§ **Exercise**
Collect every line in the items below that contains the string "brush", matching case exactly.

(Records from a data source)
· · · · · · ·

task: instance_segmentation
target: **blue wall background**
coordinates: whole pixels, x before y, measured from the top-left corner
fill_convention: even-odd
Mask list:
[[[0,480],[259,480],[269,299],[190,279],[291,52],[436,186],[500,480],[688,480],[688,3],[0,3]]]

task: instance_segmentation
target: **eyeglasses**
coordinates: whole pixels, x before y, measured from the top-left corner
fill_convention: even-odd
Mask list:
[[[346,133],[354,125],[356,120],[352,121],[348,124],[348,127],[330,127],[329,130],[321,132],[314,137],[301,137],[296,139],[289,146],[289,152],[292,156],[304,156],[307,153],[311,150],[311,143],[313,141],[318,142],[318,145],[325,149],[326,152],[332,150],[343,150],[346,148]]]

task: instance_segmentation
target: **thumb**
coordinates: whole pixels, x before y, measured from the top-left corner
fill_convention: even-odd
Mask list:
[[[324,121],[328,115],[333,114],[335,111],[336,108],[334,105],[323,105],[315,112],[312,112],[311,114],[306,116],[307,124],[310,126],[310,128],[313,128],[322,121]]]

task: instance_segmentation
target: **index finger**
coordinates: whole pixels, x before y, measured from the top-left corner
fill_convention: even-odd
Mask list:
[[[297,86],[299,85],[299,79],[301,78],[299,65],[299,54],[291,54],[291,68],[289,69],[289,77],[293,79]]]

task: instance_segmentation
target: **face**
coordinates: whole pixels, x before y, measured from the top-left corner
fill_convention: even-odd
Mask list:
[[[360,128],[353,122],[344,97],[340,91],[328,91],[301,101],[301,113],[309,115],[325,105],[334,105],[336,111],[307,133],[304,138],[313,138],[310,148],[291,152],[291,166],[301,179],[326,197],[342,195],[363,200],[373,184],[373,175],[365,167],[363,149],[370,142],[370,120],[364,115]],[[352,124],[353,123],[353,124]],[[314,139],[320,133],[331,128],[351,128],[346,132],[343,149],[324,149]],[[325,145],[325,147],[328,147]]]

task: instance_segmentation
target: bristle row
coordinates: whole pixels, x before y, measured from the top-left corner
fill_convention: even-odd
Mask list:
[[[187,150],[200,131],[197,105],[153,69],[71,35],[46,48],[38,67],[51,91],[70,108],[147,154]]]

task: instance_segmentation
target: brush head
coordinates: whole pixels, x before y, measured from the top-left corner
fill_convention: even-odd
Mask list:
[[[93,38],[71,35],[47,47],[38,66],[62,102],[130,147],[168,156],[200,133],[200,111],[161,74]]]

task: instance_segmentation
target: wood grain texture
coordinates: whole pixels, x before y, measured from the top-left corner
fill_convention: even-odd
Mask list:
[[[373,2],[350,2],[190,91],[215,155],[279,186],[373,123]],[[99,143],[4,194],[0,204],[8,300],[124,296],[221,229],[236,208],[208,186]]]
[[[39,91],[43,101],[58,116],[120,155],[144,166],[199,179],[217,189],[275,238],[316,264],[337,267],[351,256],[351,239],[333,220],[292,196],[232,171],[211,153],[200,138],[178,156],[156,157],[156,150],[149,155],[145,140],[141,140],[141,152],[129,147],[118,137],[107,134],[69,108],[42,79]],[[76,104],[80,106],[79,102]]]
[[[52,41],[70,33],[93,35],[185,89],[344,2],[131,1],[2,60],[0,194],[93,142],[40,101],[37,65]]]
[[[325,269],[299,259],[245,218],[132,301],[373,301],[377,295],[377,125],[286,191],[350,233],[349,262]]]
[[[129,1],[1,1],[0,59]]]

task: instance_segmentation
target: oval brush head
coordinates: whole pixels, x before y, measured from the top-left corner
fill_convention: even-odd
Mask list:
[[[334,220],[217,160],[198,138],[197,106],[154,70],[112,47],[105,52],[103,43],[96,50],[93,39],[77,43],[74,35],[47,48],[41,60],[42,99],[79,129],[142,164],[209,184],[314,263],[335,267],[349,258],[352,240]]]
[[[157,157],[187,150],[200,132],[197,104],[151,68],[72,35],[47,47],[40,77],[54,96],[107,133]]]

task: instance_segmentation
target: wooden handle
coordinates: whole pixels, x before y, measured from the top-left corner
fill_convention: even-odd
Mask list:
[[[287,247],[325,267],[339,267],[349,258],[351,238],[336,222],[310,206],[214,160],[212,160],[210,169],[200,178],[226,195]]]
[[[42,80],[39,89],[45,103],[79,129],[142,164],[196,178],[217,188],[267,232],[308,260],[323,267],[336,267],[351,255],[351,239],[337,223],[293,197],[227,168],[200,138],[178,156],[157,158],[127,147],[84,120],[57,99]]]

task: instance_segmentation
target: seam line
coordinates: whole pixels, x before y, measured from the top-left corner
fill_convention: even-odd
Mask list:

· · · · · · ·

§ **Correct result**
target: brush head
target: oval brush head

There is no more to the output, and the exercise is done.